**SUPPLIED TEXT:**
= = = = =

And that is it for part two, join me at some point for part three, the finale.

A few fall days in Portland

Portland Arlene Schnitzer theatre
Last November after the Fall soccer season had ended I decided to take a weekend away in Portland, Oregon. It’s going to be a while before we can just take weekends away again huh. I’ve come up to Portland a few times in the past, usually November time, for a short break away from Davis, and I have good sketching friends up there going back to the first Urban Sketching Symposium in 2010. There is good food, drinks, bookshops, old buildings, falling leaves, comics, and generally lots to do. I stayed right downtown this time around, a good choice although I discovered that the food carts around 10th and Alder that I like to go to have been moved on due to construction of a huge building on that site. Boo! The nice folks at Finnegans Toys told me where to find some good food carts nearby though. I always like to get a nice hot Thai meal. Anyway, this is the Arlene Schnitzer Concert Hall, which is a good thing to draw in Portland because it says “Portland” on it, and you can put it on the top of your blog post when writing about it six months later. My sketchblog is becoming like Marvel Unlimited, everything is added half a year after it first came out.
Portland public library 111719
I like the autumnal colours. Or the Fall colors if you will. I was maybe a week or two late for the brightest blooms, and many of the trees were leafless already, but a few patches of autumn brilliance were still there. Grey skies, short afternoons, and brilliantly coloured leaves give me a cozy feeling inside, like 4:45pm on a late October Saturday afternoon in England as the football results come in (that is by the way the best time of day ever). Above is the Portland Public Library. I came in for a while, I like libraries (again, going back to those grey Saturday afternoons when I was a teenager and would go to libraries across north west London looking for books about languages and places far away). Around the corner, behind the Arlene Schnitzer, there are several blocks of park leading down to Portland State University, lots of colourful foliage still blazing. I drew the Shemanski fountain (below).

= = = = =

**MATERIAL PROVIDED:**
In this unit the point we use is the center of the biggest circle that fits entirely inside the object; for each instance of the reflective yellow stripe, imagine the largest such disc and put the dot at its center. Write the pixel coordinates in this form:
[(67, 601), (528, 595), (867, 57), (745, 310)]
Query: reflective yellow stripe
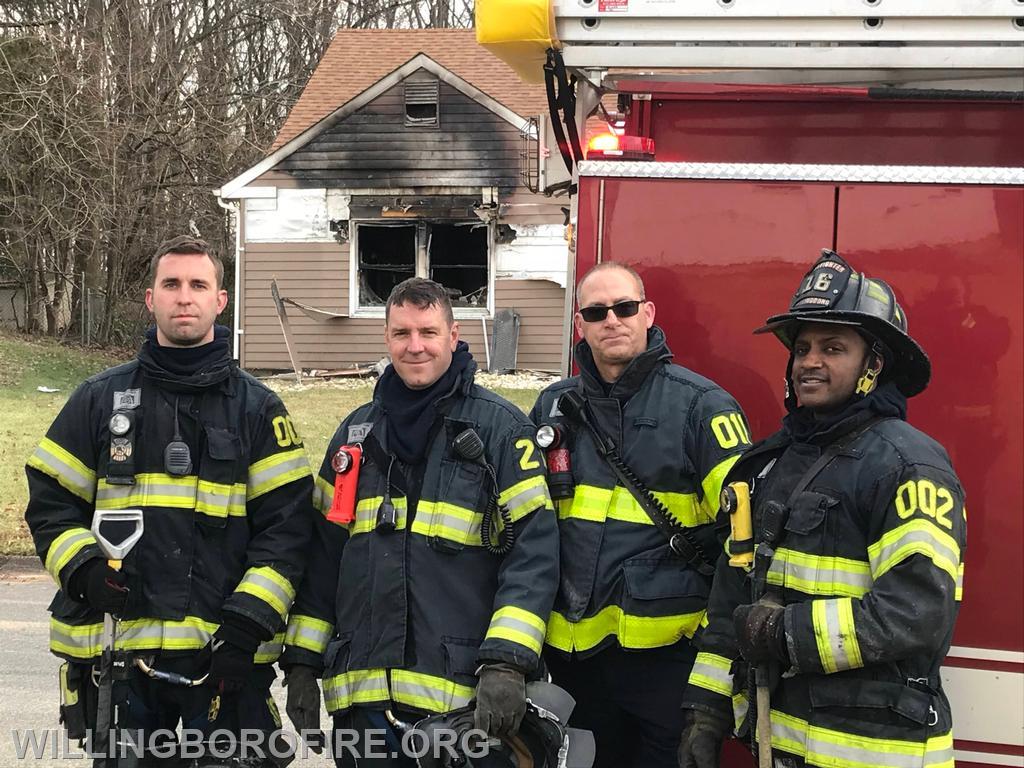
[(366, 514), (151, 489), (360, 686), (836, 635), (220, 499), (306, 632), (448, 521), (740, 706), (160, 489), (323, 495), (633, 632), (712, 485), (713, 673), (824, 747), (85, 641), (819, 576), (916, 537), (64, 548), (267, 585), (64, 467), (596, 505), (525, 496), (274, 471), (427, 691), (517, 626)]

= = = = =

**PROBLEM DETAILS:**
Using the text about a fall weekend in Portland, answer each question on its own line, numbered to match.
1. Why were the food carts near 10th and Alder moved?
2. What did the writer search for in libraries as a teenager?
3. Which fountain did the writer sketch?

**OUTPUT FOR THIS TASK:**
1. A huge building was being built on that site.
2. Books about languages and faraway places.
3. The Shemanski fountain.